§ What to work on
Look through the entries that follow and return each line that has the string "green".
**** Source material ****
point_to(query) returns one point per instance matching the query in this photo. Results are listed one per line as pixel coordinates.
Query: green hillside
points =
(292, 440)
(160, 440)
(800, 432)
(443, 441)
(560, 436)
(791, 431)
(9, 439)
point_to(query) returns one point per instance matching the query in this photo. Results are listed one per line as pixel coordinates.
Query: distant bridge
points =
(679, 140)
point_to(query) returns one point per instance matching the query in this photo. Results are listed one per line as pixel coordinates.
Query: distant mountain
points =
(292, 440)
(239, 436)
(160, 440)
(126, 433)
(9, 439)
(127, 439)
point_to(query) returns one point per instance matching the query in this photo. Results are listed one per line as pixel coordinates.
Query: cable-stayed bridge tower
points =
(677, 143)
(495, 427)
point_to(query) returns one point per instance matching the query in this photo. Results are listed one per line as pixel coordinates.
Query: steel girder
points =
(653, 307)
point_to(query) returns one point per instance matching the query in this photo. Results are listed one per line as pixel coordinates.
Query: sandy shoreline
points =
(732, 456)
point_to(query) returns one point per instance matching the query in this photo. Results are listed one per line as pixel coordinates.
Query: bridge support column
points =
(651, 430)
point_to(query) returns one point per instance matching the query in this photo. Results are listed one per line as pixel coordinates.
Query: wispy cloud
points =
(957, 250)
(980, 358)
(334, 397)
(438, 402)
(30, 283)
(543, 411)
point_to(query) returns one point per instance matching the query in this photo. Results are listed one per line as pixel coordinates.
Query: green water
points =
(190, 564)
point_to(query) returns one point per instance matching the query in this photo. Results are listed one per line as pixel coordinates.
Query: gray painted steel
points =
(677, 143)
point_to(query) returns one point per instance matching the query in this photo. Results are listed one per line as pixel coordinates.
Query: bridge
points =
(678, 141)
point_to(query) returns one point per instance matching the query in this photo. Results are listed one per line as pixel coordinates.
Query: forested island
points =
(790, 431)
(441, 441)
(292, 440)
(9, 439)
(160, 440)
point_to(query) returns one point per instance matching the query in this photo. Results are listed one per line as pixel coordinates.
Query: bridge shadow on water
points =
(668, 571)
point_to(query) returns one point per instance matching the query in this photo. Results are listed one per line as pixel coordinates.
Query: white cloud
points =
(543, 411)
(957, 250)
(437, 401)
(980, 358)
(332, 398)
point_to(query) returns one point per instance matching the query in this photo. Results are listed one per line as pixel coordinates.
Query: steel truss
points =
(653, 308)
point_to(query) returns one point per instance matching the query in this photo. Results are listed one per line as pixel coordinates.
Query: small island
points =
****
§ Response
Query: green hillside
Query: green water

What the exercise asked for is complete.